By Geier - Posted on 28 Juni 2009

28. Juni 2009

Eine der bewährtesten Strategien des Diabolos ist nach wie vor, Menschen mit Scheinkonflikten beschäftigt zu halten, damit sie nicht auf die Idee kommen, sich um die wirklichen Probleme zu kümmern.
Ein anschauliches Beispiel liefert gerade mal wieder die Katholische Kirche. Die hat nämlich einen hausgemachten Skandal — zum Fronleichnamsfest, das immerhin auch in etlichen deutschen Ländern ein gesetzlicher Feiertag ist.

▶ **AUFGEFÜHRTE EINTRÄGE**
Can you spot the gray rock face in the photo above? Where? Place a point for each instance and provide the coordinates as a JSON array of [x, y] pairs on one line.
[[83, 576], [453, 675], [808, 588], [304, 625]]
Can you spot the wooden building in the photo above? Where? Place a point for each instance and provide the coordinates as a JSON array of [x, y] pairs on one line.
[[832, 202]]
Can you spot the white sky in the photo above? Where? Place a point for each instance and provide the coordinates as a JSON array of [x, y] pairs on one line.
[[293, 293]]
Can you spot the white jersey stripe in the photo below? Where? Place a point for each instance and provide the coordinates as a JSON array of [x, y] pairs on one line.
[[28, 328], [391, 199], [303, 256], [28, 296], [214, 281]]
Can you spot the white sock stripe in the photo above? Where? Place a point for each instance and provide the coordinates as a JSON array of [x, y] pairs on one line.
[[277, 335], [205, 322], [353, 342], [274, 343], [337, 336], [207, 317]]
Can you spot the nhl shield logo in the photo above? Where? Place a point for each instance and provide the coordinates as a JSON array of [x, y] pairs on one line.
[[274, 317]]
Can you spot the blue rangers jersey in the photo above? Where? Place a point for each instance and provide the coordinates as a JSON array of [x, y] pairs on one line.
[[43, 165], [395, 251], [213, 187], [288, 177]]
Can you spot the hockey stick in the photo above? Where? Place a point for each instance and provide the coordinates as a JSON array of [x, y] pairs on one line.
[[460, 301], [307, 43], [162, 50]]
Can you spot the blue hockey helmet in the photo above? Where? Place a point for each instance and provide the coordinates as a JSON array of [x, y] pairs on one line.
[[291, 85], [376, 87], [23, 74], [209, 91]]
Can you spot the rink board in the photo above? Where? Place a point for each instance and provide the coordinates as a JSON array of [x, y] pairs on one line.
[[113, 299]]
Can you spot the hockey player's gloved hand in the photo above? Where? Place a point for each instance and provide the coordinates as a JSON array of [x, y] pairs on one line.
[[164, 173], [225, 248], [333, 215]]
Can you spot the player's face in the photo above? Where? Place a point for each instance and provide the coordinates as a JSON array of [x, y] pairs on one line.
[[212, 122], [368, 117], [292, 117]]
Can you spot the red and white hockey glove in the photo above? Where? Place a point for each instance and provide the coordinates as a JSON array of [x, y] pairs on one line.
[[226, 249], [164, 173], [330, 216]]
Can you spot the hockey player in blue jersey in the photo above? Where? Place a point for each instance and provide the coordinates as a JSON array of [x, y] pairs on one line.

▶ **DEINE AUFGABEN**
A) Welche Wörter im Textauszug über die Katholische Kirche enthalten einen Umlaut (ä, ö oder ü)? Nenne alle in der Reihenfolge ihres Auftretens.
B) Wie lauten die Zeilen der Einträge von der Zeile mit „Can you spot the rink“ bis zur Zeile mit „[[164, 173], [225, 248], [333, 215]]“, beide eingeschlossen? Zitiere sie wörtlich.

▶ **LÖSUNGEN**
A) bewährtesten, beschäftigt, kümmern, nämlich, Ländern

B)
Can you spot the rink board in the photo above? Where? Place a point for each instance and provide the coordinates as a JSON array of [x, y] pairs on one line.
[[113, 299]]
Can you spot the hockey player's gloved hand in the photo above? Where? Place a point for each instance and provide the coordinates as a JSON array of [x, y] pairs on one line.
[[164, 173], [225, 248], [333, 215]]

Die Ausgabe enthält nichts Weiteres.